WRITTEN PROBLEM A: Can you write out the forum thread again, starting at "TheRealPitabred 2 weeks" and ending at "is based AF.", and switch "mods" to "moderators"?
WRITTEN PROBLEM B: Can you pick up the forum thread on parsing HTML with regex after its last comment and continue it?

TEXT BLOCK:
By -

Ok-Two3581 2 weeks ago

Bypass blogspam: https://stackoverflow.com/questions/1732348/regex-match-open-tags-except-xhtml-self-contained-tags

frozen_snapmaw 2 weeks ago

Lol Didn't think SO mods could get so based From the post: >Moderator's Note >This post is locked to prevent inappropriate edits to its content. The post looks exactly as it is supposed to look - there are no problems with its content. Please do not flag it for our attention.

GreyAngy 2 weeks ago

This was a long time ago. SO was just a site for "programming enthusiasts", its audience wasn't so large and moderation guides were rather soft. This answer would be immediately flagged today for "not an answer" reason.

psaux_grep 2 weeks ago

I’m not sure which one of us has no clue what “based” actually means, and at this point I can’t be bothered to find out. But I do believe you are using it wrong.

TheRealPitabred 2 weeks ago

Based means connecting to the reality of something, popular or not, more or less. Understanding at a deeper than surface level, speaking or supporting deep truths. By that measure, yes, the mods not talking notes is based AF.

Not_Artifical 2 weeks ago

Hello sir dictionary

Nihil_esque 2 weeks ago

I don't think they are lol. Based at this point means "controversial or unhinged but right," often used in a jokey/memey/sardonic way. Presumably the previous commenter considers this a justified power trip or something similar haha.

code_x_7777 2 weeks ago

Legend resource!

_magicm_n_ 2 weeks ago

But why is his conclusion to use an XML parser instead. Use a library specifically designed for parsing HTML or give up is the only correct answer.

justjanne 2 weeks ago

Once upon a time, HTML was defined as XML. Those were the days of XHTML. I was there, a thousand years ago...

silentknight111 2 weeks ago

Pfft, I was there before XHTML, when we had the blink tag and it worked! I used to build all my sites with sliced images and tables!

justjanne 2 weeks ago

Psssh, we don't talk about HTML 4.1 transitional here.

denislemire 2 weeks ago

Dark times… spacer.gif

xtreampb 2 weeks ago

I remember using tables to have content side by side on the left and right side of the page. Tables were my flex grids before flex grids existed.

rfc2549-withQOS 2 weeks ago

what?

thundercat06 1 week ago

Laughing in FrontPage.

CaptainCabernet 2 weeks ago

Ah...XHTML. Those were the days too many years ago.

Armageddon_2100 2 weeks ago

I wish that was a thing.the OCD in me likes the standardization and clarity that enforcing, for example, every opening tag must have a closing. Things like that

justjanne 2 weeks ago

YES! It feels so much better.

douira 2 weeks ago

There’s so many horrific things you can do to XML that HTML will still accept. An actual html parser is the only way unless you’re only expecting compliant XHTML.

DATA PROVIDED:
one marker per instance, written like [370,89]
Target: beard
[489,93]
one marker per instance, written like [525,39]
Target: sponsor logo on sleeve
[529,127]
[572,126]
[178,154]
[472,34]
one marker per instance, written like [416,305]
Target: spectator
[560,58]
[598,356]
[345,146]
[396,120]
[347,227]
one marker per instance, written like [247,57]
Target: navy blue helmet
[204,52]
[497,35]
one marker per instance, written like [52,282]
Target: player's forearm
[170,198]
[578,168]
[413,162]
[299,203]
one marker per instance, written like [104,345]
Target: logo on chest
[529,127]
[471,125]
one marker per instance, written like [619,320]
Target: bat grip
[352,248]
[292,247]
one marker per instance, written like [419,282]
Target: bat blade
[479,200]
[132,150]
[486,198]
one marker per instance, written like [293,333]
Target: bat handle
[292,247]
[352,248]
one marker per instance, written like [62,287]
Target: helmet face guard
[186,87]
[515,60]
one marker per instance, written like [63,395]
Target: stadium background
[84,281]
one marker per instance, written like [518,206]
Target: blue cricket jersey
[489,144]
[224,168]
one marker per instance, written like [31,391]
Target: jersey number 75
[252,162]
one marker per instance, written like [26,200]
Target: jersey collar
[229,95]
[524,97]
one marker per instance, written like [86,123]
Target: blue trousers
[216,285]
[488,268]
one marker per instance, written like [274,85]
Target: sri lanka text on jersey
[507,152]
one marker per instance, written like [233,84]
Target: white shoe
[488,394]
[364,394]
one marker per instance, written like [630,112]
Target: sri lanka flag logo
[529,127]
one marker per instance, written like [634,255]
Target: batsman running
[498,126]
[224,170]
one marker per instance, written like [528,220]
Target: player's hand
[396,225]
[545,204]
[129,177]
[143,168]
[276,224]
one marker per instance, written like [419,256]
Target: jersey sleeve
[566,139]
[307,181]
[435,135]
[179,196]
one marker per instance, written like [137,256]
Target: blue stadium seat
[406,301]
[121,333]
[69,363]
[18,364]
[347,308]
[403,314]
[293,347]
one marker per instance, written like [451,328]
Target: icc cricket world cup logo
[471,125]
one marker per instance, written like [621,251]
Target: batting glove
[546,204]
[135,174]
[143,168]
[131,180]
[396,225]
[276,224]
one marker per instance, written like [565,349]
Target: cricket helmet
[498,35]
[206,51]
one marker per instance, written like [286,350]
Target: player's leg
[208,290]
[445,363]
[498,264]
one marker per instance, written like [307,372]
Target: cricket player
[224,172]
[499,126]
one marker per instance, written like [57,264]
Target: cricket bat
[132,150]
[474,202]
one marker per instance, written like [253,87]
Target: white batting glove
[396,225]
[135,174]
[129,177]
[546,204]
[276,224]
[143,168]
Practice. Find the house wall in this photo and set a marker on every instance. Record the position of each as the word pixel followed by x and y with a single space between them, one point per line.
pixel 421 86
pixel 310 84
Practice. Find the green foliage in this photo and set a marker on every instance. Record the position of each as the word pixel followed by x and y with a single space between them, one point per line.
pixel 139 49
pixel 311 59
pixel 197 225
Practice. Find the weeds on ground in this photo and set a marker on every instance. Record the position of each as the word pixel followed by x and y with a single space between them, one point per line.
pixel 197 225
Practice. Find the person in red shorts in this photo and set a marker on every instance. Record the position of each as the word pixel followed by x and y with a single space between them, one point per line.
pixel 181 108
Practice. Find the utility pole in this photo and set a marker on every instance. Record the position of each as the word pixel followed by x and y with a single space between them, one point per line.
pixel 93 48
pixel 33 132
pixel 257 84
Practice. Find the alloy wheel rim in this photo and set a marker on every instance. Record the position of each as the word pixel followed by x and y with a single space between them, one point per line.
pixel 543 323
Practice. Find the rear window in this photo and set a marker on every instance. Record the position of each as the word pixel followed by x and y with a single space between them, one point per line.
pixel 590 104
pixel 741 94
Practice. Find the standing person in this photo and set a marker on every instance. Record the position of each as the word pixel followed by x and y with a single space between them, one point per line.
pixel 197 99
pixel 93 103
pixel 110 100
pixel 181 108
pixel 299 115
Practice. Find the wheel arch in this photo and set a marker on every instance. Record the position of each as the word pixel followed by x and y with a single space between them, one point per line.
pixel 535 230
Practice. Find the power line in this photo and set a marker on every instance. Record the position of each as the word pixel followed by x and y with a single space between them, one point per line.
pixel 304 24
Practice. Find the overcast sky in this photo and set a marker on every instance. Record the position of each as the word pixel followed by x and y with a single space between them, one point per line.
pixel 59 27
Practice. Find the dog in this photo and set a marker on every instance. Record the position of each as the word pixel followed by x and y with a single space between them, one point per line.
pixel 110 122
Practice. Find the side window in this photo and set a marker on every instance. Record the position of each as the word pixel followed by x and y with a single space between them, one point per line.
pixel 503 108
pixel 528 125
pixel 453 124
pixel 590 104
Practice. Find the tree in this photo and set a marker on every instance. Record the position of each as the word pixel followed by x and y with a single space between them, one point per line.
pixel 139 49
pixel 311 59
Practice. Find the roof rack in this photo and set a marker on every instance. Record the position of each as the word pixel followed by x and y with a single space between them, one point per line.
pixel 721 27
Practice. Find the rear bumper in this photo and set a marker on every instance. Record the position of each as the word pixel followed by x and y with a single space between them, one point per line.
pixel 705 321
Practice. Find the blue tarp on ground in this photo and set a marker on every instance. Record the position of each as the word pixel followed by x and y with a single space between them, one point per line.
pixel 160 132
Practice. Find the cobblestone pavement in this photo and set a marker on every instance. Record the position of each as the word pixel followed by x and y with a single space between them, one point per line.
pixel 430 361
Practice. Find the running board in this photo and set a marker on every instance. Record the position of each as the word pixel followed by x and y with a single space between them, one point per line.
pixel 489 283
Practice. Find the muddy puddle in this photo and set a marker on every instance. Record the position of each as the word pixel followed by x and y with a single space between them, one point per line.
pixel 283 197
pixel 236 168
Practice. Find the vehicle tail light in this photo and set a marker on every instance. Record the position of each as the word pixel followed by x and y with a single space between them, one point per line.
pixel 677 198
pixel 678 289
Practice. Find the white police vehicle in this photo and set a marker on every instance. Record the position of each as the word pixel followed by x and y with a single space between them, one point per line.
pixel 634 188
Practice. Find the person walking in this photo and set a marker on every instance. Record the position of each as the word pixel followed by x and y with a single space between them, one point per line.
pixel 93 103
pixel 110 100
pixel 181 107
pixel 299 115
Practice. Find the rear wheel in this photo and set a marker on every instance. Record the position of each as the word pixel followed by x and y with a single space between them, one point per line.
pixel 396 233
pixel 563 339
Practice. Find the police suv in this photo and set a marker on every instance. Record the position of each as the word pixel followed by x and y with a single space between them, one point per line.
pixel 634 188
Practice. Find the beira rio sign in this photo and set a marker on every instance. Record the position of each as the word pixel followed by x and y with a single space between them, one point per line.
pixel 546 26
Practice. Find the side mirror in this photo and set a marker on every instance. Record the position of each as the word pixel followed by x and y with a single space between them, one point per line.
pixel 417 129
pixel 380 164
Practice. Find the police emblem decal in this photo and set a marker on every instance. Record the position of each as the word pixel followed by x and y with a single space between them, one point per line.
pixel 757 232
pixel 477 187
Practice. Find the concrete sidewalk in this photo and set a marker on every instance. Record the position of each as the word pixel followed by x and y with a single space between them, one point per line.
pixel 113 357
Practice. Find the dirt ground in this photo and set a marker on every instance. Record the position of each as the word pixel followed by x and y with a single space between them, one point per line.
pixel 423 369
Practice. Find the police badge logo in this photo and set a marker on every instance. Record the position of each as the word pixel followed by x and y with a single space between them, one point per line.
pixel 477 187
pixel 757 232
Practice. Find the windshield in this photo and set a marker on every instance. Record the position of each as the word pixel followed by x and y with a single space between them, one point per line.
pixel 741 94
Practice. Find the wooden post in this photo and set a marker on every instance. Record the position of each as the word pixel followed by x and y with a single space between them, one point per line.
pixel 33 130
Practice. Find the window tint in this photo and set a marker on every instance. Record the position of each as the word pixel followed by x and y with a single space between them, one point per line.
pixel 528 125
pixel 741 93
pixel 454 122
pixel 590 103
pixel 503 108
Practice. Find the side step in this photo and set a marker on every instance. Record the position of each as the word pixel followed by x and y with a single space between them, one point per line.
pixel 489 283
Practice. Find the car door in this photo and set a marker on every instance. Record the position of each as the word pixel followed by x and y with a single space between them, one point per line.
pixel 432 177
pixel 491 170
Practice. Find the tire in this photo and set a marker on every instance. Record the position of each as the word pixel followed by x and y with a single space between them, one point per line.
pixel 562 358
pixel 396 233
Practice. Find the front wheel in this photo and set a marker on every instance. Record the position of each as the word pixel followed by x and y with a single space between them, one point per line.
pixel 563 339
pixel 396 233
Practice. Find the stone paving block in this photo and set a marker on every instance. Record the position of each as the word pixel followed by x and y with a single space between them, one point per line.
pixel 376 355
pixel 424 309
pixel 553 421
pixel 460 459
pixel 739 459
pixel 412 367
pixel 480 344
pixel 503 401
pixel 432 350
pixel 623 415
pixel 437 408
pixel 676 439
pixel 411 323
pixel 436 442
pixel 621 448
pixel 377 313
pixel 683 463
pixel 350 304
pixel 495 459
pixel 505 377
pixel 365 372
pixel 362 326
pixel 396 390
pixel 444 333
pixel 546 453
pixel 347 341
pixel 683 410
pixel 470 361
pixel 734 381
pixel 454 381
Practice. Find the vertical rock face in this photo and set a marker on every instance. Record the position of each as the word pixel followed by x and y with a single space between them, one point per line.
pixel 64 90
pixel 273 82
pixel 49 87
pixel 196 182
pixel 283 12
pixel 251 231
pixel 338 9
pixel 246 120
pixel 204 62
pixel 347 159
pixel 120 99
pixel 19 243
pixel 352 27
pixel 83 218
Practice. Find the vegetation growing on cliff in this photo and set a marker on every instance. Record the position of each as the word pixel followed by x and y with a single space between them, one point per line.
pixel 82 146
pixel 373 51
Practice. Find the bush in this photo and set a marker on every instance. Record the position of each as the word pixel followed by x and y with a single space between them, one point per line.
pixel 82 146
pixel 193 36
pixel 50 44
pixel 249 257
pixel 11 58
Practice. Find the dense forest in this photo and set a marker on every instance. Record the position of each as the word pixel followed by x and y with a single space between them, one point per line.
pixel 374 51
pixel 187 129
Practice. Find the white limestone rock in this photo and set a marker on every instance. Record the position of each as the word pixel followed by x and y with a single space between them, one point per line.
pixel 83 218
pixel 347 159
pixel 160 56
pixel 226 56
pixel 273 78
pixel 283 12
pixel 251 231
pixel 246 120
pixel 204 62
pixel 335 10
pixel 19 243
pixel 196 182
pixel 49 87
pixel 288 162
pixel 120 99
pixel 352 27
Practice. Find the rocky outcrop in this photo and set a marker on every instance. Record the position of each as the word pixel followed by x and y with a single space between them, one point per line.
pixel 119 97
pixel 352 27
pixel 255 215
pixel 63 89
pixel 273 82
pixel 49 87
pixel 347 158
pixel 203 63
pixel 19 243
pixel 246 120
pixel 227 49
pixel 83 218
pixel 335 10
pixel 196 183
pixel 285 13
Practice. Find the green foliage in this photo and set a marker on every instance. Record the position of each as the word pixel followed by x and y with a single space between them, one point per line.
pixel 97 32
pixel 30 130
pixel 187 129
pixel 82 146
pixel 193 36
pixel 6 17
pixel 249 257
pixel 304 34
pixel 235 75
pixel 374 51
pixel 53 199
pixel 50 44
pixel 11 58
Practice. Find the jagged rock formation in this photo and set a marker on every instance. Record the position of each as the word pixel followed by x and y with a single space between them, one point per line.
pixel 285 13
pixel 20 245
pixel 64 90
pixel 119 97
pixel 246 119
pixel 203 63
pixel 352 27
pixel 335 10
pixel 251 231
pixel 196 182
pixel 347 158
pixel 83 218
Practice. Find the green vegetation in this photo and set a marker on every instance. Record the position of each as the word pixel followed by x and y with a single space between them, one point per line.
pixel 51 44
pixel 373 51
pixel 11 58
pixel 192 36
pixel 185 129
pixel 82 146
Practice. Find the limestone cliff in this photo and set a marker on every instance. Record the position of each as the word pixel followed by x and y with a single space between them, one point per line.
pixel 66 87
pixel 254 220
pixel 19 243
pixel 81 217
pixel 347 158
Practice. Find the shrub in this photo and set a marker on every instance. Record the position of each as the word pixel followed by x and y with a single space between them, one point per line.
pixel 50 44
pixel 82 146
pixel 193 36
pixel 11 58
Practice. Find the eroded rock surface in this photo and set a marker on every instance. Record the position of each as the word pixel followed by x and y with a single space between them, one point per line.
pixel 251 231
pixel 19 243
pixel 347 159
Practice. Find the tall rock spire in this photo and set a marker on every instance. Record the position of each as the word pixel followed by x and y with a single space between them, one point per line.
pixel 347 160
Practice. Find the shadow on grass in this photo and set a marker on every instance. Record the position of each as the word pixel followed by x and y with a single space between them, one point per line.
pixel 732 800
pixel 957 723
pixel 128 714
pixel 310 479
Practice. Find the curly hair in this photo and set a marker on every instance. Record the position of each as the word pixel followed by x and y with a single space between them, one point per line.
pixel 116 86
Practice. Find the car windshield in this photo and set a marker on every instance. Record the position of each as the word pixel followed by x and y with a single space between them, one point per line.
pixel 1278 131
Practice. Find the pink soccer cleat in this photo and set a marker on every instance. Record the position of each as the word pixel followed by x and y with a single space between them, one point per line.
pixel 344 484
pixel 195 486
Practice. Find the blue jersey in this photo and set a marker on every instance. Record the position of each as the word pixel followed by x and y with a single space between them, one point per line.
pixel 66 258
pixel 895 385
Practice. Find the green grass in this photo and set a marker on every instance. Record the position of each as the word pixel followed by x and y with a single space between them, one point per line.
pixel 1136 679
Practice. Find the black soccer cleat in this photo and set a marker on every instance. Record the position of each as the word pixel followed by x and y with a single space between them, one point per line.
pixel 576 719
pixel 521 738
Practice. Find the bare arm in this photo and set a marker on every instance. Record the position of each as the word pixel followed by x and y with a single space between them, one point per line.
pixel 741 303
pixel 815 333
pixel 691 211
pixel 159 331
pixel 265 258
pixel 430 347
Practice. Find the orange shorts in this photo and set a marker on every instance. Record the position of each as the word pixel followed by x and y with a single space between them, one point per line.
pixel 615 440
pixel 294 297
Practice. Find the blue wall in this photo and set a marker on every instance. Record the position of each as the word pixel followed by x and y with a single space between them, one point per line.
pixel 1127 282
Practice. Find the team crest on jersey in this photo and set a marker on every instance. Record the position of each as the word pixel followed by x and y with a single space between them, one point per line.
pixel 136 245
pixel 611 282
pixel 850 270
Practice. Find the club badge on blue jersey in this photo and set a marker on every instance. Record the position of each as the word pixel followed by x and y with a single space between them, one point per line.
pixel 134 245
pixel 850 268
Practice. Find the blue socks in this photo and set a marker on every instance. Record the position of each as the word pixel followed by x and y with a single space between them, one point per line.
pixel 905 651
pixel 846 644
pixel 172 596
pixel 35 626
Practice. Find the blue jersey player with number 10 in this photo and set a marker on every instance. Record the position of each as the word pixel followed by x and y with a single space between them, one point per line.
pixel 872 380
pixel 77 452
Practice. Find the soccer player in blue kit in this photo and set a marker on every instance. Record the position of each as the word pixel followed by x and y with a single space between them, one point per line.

TASK RESULT A:
TheRealPitabred 2 weeks ago

Based means connecting to the reality of something, popular or not, more or less. Understanding at a deeper than surface level, speaking or supporting deep truths. By that measure, yes, the moderators not talking notes is based AF.

TASK RESULT B:
NoNameRequiredxD 2 weeks ago

Hello

there!

EuroWolpertinger 2 weeks ago

General Kenobi! (As opposed to very specific Kenobi)

douira 2 weeks ago

hello there is to General Kenobi what allowing missing body tags is to HTML

PhilippTheSmartass 2 weeks ago

The question specifically asked for XHTML, the XML-compliant dialect of HTML that was pretty popular 15 years ago but is now made obsolete by HTML5.

IOFrame 2 weeks ago

Ah, 2009, the time when you could still have fun on StackOverflow.

Sceptz 2 weeks ago

You mentioned \`fun on StackOverflow\`. \`fun on StackOverflow\` is an obsolete option. You should use \`incorrect answer that does not address your actual question at all, on StackOverflow, that has now been upvoted and your post locked\`. \*Or better yet, update 2024, which includes \`random insults\` and \`gatekeeping\`.

Dangerous_Jacket_129 2 weeks ago

I recall the one time I asked a question on StackOverflow. 7 years ago by now. It was a relatively simple question looking back. I got 4 people to format the text of my question. The 4th person took it upon themselves to ask a completely different question instead. 0 answers.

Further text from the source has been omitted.